* _WHAT YOU SHOULD DO_:
Print every entry exactly as written and exclude all images.

* _MATERIAL FOR THIS EXERCISE_:
*-*-*
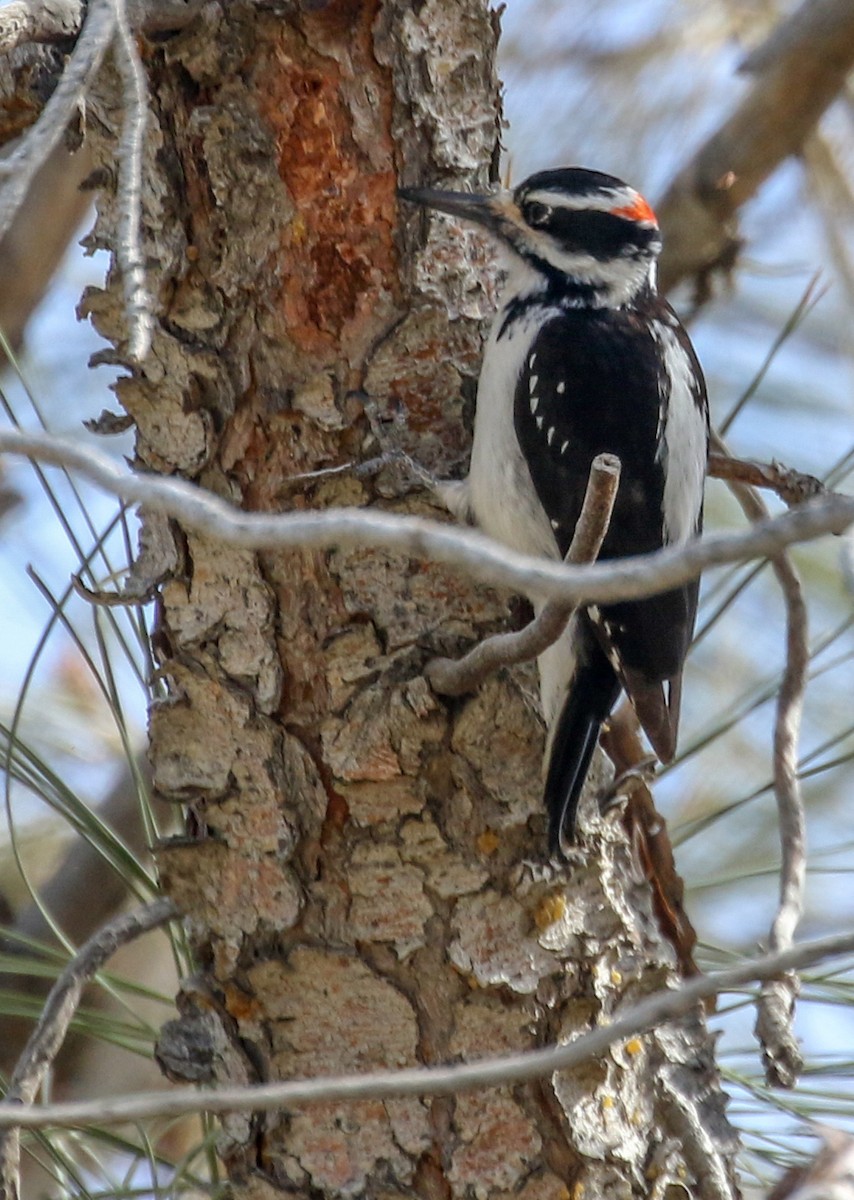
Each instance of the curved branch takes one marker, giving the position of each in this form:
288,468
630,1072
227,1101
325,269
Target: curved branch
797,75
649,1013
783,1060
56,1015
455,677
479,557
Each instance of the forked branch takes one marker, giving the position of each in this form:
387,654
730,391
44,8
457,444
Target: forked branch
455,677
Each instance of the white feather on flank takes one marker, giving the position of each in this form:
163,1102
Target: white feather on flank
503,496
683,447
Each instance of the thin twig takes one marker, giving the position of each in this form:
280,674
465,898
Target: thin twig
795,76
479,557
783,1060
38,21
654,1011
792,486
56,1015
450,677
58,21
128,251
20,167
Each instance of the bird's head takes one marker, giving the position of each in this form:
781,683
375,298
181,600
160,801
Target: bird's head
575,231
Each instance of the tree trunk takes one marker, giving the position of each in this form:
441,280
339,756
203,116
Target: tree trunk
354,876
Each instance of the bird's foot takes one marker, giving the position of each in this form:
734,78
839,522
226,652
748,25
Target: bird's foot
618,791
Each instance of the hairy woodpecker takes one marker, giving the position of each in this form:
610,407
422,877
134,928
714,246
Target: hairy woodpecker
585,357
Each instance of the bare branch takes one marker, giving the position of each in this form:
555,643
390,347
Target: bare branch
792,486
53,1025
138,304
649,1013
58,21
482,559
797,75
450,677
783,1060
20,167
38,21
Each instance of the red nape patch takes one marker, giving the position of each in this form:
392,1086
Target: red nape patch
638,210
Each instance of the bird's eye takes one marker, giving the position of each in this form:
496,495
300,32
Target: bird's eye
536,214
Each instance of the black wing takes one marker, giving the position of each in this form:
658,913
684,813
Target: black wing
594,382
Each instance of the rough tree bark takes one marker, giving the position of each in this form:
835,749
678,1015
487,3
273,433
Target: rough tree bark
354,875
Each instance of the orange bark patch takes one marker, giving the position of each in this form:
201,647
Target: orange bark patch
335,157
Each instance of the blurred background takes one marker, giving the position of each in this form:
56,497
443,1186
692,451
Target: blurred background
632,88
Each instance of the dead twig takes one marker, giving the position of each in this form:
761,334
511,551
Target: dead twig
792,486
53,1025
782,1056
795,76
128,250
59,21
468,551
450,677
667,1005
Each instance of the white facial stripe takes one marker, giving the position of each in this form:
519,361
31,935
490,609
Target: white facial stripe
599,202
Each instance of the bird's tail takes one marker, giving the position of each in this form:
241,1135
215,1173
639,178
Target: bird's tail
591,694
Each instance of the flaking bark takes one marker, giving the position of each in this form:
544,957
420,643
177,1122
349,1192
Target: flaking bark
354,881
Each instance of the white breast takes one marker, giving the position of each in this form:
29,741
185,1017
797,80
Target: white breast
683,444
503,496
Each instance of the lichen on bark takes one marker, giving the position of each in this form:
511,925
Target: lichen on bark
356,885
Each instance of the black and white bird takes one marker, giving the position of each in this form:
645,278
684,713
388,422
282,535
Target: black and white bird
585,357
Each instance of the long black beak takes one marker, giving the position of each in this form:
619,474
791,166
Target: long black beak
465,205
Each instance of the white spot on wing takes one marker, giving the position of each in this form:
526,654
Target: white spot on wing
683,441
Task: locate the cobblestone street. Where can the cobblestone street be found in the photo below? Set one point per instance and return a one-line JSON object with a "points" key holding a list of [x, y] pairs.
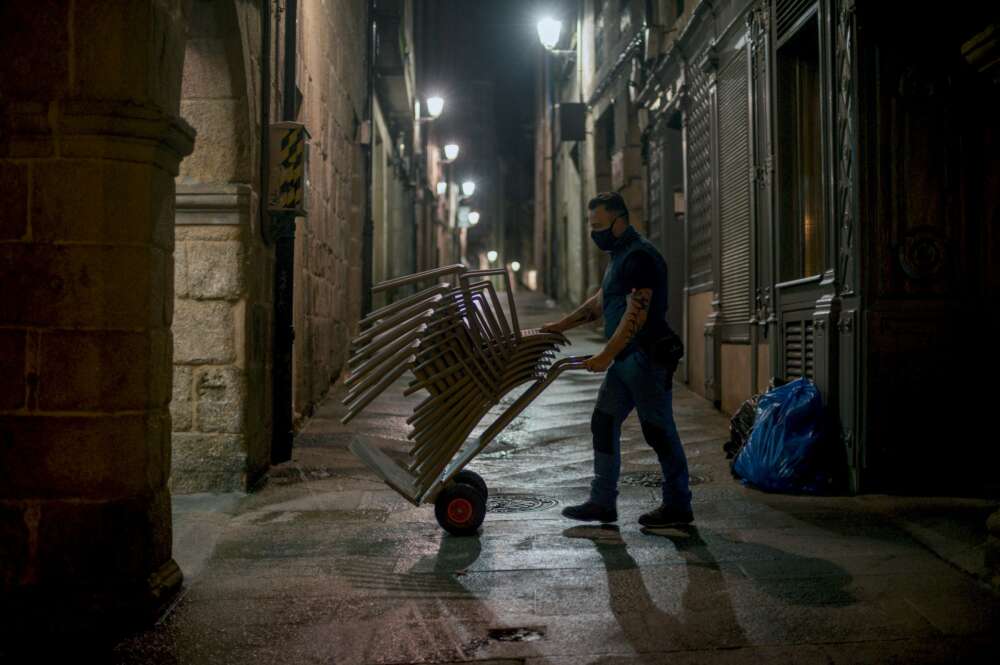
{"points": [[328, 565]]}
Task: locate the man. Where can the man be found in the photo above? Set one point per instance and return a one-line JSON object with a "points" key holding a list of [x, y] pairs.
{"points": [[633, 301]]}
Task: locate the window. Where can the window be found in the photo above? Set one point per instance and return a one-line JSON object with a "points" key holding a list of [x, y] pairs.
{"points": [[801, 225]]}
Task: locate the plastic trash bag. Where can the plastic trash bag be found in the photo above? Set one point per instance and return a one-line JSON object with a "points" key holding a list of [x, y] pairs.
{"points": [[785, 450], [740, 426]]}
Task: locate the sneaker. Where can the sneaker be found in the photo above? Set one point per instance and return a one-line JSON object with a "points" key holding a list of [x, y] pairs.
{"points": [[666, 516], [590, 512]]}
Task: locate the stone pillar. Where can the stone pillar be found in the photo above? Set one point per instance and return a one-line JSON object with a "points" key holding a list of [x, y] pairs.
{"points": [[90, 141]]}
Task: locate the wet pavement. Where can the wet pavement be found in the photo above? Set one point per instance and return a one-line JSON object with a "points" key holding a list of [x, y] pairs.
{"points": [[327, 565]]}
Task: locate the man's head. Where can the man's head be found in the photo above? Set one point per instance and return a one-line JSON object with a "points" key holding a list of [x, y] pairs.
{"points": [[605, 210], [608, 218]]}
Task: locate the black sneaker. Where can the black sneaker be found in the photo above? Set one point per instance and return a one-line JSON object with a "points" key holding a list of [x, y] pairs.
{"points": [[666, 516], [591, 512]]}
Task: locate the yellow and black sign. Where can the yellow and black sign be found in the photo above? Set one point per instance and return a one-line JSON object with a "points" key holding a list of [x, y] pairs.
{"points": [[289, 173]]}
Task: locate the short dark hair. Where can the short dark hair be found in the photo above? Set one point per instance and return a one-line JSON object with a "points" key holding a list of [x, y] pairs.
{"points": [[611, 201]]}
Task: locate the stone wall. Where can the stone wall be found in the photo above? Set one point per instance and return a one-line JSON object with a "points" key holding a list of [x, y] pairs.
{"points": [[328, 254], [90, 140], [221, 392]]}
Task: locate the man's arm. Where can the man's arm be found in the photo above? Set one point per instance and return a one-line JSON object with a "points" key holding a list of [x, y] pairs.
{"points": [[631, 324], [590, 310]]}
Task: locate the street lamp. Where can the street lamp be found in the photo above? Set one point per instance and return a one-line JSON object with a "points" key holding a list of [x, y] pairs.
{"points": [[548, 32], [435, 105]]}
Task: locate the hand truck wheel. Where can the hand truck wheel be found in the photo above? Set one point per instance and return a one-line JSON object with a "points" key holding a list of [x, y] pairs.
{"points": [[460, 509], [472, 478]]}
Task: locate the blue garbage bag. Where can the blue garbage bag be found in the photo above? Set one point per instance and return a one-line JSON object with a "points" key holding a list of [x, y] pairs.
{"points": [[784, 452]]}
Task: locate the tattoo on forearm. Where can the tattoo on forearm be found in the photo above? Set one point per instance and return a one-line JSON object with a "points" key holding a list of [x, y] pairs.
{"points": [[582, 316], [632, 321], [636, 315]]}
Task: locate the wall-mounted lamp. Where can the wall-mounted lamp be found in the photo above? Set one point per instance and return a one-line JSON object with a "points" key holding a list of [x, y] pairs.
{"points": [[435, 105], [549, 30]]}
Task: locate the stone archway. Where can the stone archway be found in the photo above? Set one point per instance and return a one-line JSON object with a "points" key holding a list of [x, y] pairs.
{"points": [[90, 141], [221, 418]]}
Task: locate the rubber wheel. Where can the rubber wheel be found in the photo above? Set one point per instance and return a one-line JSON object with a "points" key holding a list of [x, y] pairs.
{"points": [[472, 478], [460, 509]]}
*-*-*
* _RESPONSE TO THIS TASK_:
Each instance of the curved branch takes one marker, giving the position of each in this form:
288,468
630,1072
227,1101
325,269
Target: curved branch
797,75
649,1013
783,1060
56,1015
455,677
479,557
Each instance of the forked branch takes one marker, giving the position of each in this form:
387,654
730,391
44,8
457,444
Target: forked branch
455,677
Each instance of the white feather on flank takes one marker, giving the position of each in this form:
163,1102
Target: white feather on flank
503,496
683,447
Each instance of the thin twig takes one marker, giving the position of each in this form:
280,674
465,898
Target: thin twig
795,76
479,557
783,1060
38,21
654,1011
792,486
56,1015
450,677
58,21
128,251
20,167
Each instance of the bird's head takes one marker, giving the position of each in this form:
781,683
375,298
181,600
160,801
Target: bird's head
575,231
Each instance of the tree trunk takes one marker, giving the position of each in this form:
441,280
339,756
203,116
Target: tree trunk
354,876
Each instance of the bird's foot takes one marker, giving the position of each in this form:
734,78
839,522
226,652
748,25
Target: bird's foot
618,791
Each instance of the hairy woodpecker takes one marker, giving the position of each in this form:
610,407
422,877
134,928
714,246
Target: hairy woodpecker
585,357
Each instance of the bare branch takes one marker, giving the position of each in this form:
555,643
390,347
Target: bare branch
792,486
53,1025
138,304
649,1013
58,21
482,559
797,75
450,677
783,1060
20,167
38,21
Each instance of the red nape patch takes one marker, giving the position of each in this form:
392,1086
Target: red nape patch
638,210
Each instance of the bird's eye takes one marker, giving the position of each in this form:
496,495
300,32
Target: bird's eye
536,214
Each instance of the black wing takes one marker, giving the position of each in this form:
658,913
684,813
Target: black wing
594,382
Each instance of the rough tree bark takes one marker, giving the position of each in this form:
835,749
678,1015
487,3
273,433
Target: rough tree bark
354,875
Each instance of the orange bark patch takes one marker, giving the position of each in this form:
201,647
Target: orange bark patch
335,157
Each instance of the blurred background takes one marker, giving the position of each in this form:
56,497
443,1186
692,451
Target: blurred background
632,88
Each instance of the dead twig takes one marker, giving the position of each in this form:
761,334
511,551
Target: dead twig
792,486
53,1025
782,1056
795,76
128,250
59,21
468,551
450,677
667,1005
Each instance of the white facial stripe takes one marker, giving the position of each in this form:
519,361
31,935
490,609
Target: white facial stripe
599,202
Each instance of the bird's tail takes one marker, giving the position of each in this form:
241,1135
215,1173
639,178
Target: bird's tail
591,694
Each instance of the flaking bark takes one marker, giving the position of each in this form:
544,957
420,643
177,1122
349,1192
Target: flaking bark
354,881
Each instance of the white breast takes one marker, giving the position of each in this form:
29,741
185,1017
797,80
Target: white breast
683,444
503,496
Each instance of the lichen on bark takes one marker, giving the position of each in this form:
511,925
Target: lichen on bark
356,885
Each instance of the black and white bird takes one marker, giving the position of each in this form:
645,278
684,713
388,422
282,535
Target: black and white bird
585,357
Each instance of the long black beak takes one marker, giving the position of each in this form:
619,474
791,166
Target: long black beak
465,205
Each instance of the white spot on wing takes one marker, giving the position of each in this form:
526,654
Target: white spot on wing
683,441
Task: locate the cobblestone street. Where can the cobblestone street be found in the photo below? Set one point per instance and return a one-line JSON object with a "points" key holding a list of [x, y] pairs.
{"points": [[328, 565]]}
Task: locate the man. Where can the man be found in the photo above? Set one point per instance and return a one-line JSON object with a "points" key holding a list of [x, y] pairs.
{"points": [[633, 301]]}
Task: locate the window. Where can the window be found in the photo above? Set one point per instance and return a one-line JSON object with a "points" key holding a list of [x, y] pairs.
{"points": [[801, 225]]}
Task: locate the plastic trash bag. Where can the plastic trash bag be found in the photo above? Set one point per instance and return a one-line JSON object with a "points" key holding a list of [x, y] pairs.
{"points": [[785, 450], [740, 426]]}
Task: locate the sneaker. Where can the sneaker be found in the photo above? Set one point per instance and return a one-line JSON object with a "points" key holding a list of [x, y] pairs.
{"points": [[666, 516], [590, 512]]}
Task: locate the stone pillar. Where can the stone pillar be found in the photo above? Set one point per instance and return a one-line JSON object with a "points" key holding a list of [x, y] pairs.
{"points": [[90, 141]]}
Task: locate the wet pavement. Where can the wet pavement be found in the photo above? Set one point per instance and return a one-line JSON object with a "points" key holding a list of [x, y] pairs.
{"points": [[327, 565]]}
Task: locate the man's head. Where can the man's head be found in the photo above? Set one point per instance and return a one-line JSON object with a "points" key holding a list of [x, y] pairs.
{"points": [[605, 210], [608, 218]]}
Task: locate the black sneaker. Where can the black sneaker be found in the photo above? Set one point per instance and return a one-line JSON object with a "points" key holding a list of [x, y] pairs.
{"points": [[666, 516], [591, 512]]}
Task: locate the yellow and black sign. Where can the yellow and black sign be found in the photo above? Set one point per instance and return a one-line JSON object with a "points" key holding a list of [x, y] pairs.
{"points": [[289, 173]]}
Task: locate the short dark hair. Where can the short dark hair be found in the photo above? Set one point per instance and return a one-line JSON object with a "points" key holding a list of [x, y] pairs.
{"points": [[611, 201]]}
Task: locate the stone wall. Where can the stone wall be found in the photo above? Set one point per instance and return a one-line JSON object with a "points" key holding a list of [x, y] pairs.
{"points": [[328, 254], [90, 140], [221, 392]]}
Task: locate the man's arm. Where can the man's arm be found in the photo above? Set one point per instance and return a one-line JSON object with a "points" key holding a list of [x, y] pairs.
{"points": [[631, 324], [590, 310]]}
Task: locate the street lamp. Where can the street lamp be found in the photo above? Set one point per instance and return a one-line JSON object with a "points" key holding a list of [x, y] pairs.
{"points": [[548, 32], [435, 105]]}
Task: locate the hand truck wheel. Where can the hand truck wheel be found in the photo above? Set one point per instance and return a one-line JSON object with a "points" key holding a list of [x, y] pairs.
{"points": [[460, 509], [472, 478]]}
Task: locate the blue garbage bag. Where can the blue garbage bag be found in the photo above? Set one point per instance and return a one-line JSON object with a "points" key holding a list of [x, y] pairs.
{"points": [[784, 452]]}
Task: locate the tattoo on forearm. Where can the tattoo on forearm be found in the photo above? Set one point per instance and return a one-line JSON object with a "points" key holding a list of [x, y] pairs.
{"points": [[582, 316], [632, 321], [636, 315]]}
Task: locate the wall-mounted lamp. Where can the wall-mounted lamp be found in the photo above? Set one point per instance and return a one-line JSON object with a "points" key holding a list of [x, y] pairs.
{"points": [[435, 105], [549, 30]]}
Task: locate the stone archway. Where can the stone archway be found in the photo above? Set one point per instance and return a one-line JSON object with a "points" key holding a list of [x, y] pairs.
{"points": [[90, 141], [221, 418]]}
Task: locate the rubber wheel. Where can the rubber wheel be found in the photo above? Set one point per instance and return a one-line JSON object with a "points" key holding a list of [x, y] pairs.
{"points": [[472, 478], [460, 509]]}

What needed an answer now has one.